## What you are asked to do
Report each line of the entries below that contains the string "grassy", copying every such line in full. Case counts.

## Data extract

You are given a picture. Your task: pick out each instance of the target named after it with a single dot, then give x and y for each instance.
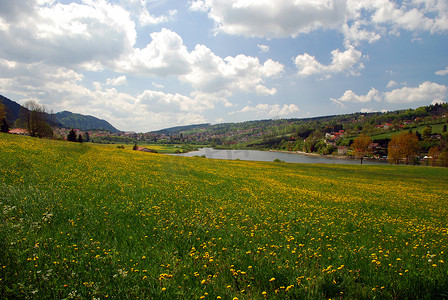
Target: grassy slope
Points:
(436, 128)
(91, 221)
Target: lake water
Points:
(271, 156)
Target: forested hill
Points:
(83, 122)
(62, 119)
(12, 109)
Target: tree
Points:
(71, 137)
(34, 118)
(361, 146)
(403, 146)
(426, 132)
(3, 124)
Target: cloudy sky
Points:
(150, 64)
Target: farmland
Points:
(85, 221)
==
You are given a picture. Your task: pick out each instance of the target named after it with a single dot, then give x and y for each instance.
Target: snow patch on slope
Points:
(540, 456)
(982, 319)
---
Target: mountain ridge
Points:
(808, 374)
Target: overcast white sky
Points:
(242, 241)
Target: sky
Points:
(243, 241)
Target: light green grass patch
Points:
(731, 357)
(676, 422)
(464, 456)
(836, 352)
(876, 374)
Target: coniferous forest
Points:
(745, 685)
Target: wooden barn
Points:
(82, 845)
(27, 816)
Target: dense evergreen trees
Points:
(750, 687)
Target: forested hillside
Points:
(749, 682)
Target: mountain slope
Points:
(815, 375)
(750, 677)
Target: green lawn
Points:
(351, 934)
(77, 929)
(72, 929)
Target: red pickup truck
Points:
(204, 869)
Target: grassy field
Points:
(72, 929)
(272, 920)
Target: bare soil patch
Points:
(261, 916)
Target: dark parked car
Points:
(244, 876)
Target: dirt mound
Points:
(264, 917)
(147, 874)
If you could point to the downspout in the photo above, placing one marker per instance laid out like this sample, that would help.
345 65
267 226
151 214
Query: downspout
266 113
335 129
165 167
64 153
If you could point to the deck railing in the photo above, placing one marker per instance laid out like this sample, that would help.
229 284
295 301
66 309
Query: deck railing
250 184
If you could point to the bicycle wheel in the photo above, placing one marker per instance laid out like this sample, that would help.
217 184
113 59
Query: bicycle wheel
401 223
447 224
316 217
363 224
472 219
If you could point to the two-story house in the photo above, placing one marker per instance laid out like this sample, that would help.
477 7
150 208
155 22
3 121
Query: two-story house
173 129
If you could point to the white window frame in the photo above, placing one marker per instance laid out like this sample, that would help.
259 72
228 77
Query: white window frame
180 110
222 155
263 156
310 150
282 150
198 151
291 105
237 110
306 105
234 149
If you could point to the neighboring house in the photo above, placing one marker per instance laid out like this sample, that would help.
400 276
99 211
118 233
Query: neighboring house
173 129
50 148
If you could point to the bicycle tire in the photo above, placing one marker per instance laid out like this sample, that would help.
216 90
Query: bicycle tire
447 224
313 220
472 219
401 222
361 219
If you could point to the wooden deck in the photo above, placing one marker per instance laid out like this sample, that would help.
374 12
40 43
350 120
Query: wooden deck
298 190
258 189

## Finished task
Target: grassy slope
Target: grassy field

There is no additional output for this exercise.